The task |
A faithful copy is required: retype the records from their first line through the line with "box: [121, 211, 152, 318]", and omit the pictures.
━━━━━ Data in this exercise ━━━━━
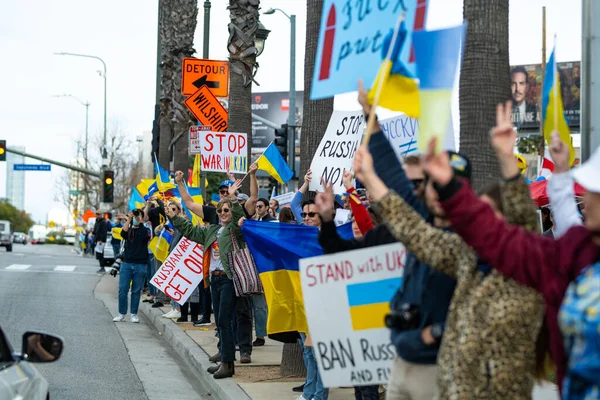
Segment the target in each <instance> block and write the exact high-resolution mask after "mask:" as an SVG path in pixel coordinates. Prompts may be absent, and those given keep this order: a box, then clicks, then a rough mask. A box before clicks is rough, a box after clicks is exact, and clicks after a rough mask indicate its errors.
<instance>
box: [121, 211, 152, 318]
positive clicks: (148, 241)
mask: <svg viewBox="0 0 600 400" xmlns="http://www.w3.org/2000/svg"><path fill="white" fill-rule="evenodd" d="M142 222H143V213H142V212H141V211H140V210H133V211H130V212H129V214H128V215H127V221H126V222H125V225H124V226H123V231H122V232H123V233H124V234H125V236H126V240H125V250H124V252H123V263H122V264H121V268H120V271H119V315H117V316H116V317H115V318H114V319H113V321H114V322H121V321H123V320H124V319H125V315H126V314H127V293H128V292H129V289H130V283H131V308H130V311H131V322H134V323H137V322H140V319H139V317H138V315H137V313H138V307H139V304H140V295H141V292H142V286H143V285H144V279H145V278H146V263H147V262H148V242H149V241H150V231H149V230H148V229H147V228H146V227H145V226H144V225H143V224H142Z"/></svg>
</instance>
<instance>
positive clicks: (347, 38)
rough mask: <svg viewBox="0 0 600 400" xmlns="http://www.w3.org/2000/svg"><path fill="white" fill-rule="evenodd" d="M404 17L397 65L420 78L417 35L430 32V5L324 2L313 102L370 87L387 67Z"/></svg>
mask: <svg viewBox="0 0 600 400" xmlns="http://www.w3.org/2000/svg"><path fill="white" fill-rule="evenodd" d="M402 13H404V21H403V22H402V27H401V32H400V33H401V35H400V36H401V37H403V39H401V40H402V43H401V50H400V54H399V56H398V59H397V61H396V62H400V63H402V64H403V66H404V67H405V69H406V70H407V71H408V73H409V74H412V75H413V76H415V74H416V67H415V54H414V50H413V45H412V31H414V30H419V29H423V28H424V27H425V17H426V14H427V0H357V1H350V0H325V1H324V2H323V12H322V14H321V15H322V17H321V27H320V32H319V42H318V47H317V54H316V62H315V72H314V75H313V81H312V89H311V93H310V98H311V100H316V99H322V98H325V97H331V96H333V95H334V94H339V93H346V92H351V91H354V90H356V88H357V82H358V80H359V79H363V80H364V82H365V85H366V86H367V87H370V86H371V85H372V83H373V82H374V80H375V77H376V75H377V71H378V70H379V67H380V66H381V63H382V61H383V57H382V47H383V42H384V39H385V37H386V36H387V35H391V33H392V32H393V30H394V27H395V25H396V21H397V20H398V18H399V17H400V15H402Z"/></svg>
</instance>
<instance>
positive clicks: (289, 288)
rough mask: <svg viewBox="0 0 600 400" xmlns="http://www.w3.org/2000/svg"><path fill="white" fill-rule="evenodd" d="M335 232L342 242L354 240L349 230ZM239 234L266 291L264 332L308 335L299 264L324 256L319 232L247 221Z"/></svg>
mask: <svg viewBox="0 0 600 400" xmlns="http://www.w3.org/2000/svg"><path fill="white" fill-rule="evenodd" d="M346 225H350V226H351V225H352V224H346ZM338 232H339V233H340V236H342V237H343V238H344V239H350V238H352V237H353V236H352V229H351V228H350V229H349V230H348V229H347V227H345V228H344V229H343V230H340V229H339V228H338ZM242 233H243V234H244V239H245V240H246V244H247V245H248V248H249V249H250V251H251V252H252V257H254V261H255V263H256V268H257V269H258V273H259V277H260V280H261V282H262V284H263V288H264V291H265V298H266V299H267V308H268V309H269V314H268V316H267V333H268V334H274V333H281V332H293V331H298V332H307V331H308V324H307V322H306V312H305V311H304V300H303V297H302V285H301V284H300V271H299V261H300V259H301V258H307V257H314V256H319V255H322V254H323V249H322V248H321V246H320V245H319V230H318V229H317V228H316V227H314V226H304V225H295V224H283V223H280V224H274V223H270V224H267V223H264V222H259V221H251V220H248V221H246V222H244V225H242Z"/></svg>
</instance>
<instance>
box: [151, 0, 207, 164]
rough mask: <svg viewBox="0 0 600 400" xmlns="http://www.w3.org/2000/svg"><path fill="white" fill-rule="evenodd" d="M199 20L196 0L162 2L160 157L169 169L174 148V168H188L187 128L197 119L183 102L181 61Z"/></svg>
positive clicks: (183, 56)
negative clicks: (198, 17)
mask: <svg viewBox="0 0 600 400" xmlns="http://www.w3.org/2000/svg"><path fill="white" fill-rule="evenodd" d="M197 19H198V2H197V0H169V1H164V0H162V1H160V12H159V29H160V41H161V71H162V76H161V100H160V142H159V153H158V160H159V163H160V164H161V166H162V167H163V168H167V169H168V168H169V164H170V161H171V151H173V159H174V168H175V170H182V171H187V169H188V167H189V162H188V134H187V132H188V128H189V127H190V125H193V124H195V119H194V118H193V117H192V115H191V113H190V112H188V111H187V109H186V107H185V105H184V104H183V100H184V98H183V96H182V94H181V64H182V60H183V59H184V58H186V57H191V56H192V55H193V54H194V53H195V50H194V47H193V46H194V32H195V31H196V22H197Z"/></svg>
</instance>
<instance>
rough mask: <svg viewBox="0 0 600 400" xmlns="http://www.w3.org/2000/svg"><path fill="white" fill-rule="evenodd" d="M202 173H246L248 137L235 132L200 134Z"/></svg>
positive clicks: (247, 167) (247, 150) (247, 152)
mask: <svg viewBox="0 0 600 400" xmlns="http://www.w3.org/2000/svg"><path fill="white" fill-rule="evenodd" d="M200 154H201V155H202V158H201V162H202V167H201V168H202V171H206V172H227V171H229V172H234V173H242V174H245V173H246V172H247V171H248V135H246V134H245V133H235V132H201V133H200Z"/></svg>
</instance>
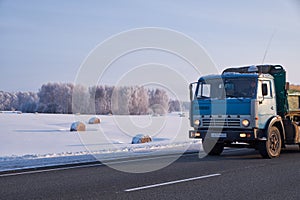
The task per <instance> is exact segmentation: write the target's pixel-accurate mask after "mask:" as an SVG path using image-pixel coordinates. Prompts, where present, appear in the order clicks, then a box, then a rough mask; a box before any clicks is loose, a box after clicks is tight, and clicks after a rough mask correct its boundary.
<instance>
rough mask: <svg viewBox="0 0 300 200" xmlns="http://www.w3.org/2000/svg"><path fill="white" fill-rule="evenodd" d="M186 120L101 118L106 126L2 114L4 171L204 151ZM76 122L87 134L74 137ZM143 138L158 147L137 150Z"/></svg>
mask: <svg viewBox="0 0 300 200" xmlns="http://www.w3.org/2000/svg"><path fill="white" fill-rule="evenodd" d="M186 116H188V115H187V114H186V115H185V116H182V115H181V116H180V115H179V114H178V113H172V114H168V115H166V116H97V117H98V118H100V119H101V123H100V124H88V121H89V119H90V118H91V117H94V116H92V115H64V114H38V113H36V114H27V113H25V114H11V113H10V114H7V113H0V138H1V140H0V171H6V170H14V169H24V168H31V167H42V166H51V165H60V164H71V163H79V162H89V161H96V160H100V161H105V160H111V159H117V158H124V157H126V158H128V157H129V158H130V157H135V156H141V155H160V154H166V153H183V152H185V151H186V150H188V151H198V150H199V148H200V141H199V140H191V139H189V138H188V130H189V129H190V127H189V120H188V117H186ZM75 121H81V122H83V123H85V125H86V131H82V132H70V126H71V124H72V123H73V122H75ZM137 134H144V135H149V136H150V137H151V138H152V142H149V143H143V144H131V142H132V138H133V137H134V136H136V135H137Z"/></svg>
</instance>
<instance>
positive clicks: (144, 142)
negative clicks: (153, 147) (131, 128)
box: [131, 134, 152, 144]
mask: <svg viewBox="0 0 300 200" xmlns="http://www.w3.org/2000/svg"><path fill="white" fill-rule="evenodd" d="M147 142H152V138H151V137H150V136H149V135H143V134H138V135H136V136H134V137H133V138H132V142H131V144H140V143H147Z"/></svg>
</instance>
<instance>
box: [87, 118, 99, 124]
mask: <svg viewBox="0 0 300 200" xmlns="http://www.w3.org/2000/svg"><path fill="white" fill-rule="evenodd" d="M100 121H101V120H100V119H99V118H98V117H92V118H91V119H90V120H89V124H100Z"/></svg>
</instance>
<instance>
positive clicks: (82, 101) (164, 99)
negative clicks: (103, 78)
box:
━━━━━
Task solution |
Segment the target in each <instance> block and write the exact high-resolution mask after "mask:" as an SVG path in pixel coordinates. Prompts may be absent, and those given keep this order: a box, then clicks, then a rough mask. A box before clicks is rough, a box after clicks is exact, and clicks after a rough mask indicate its errors.
<instance>
box: [121, 211, 152, 318]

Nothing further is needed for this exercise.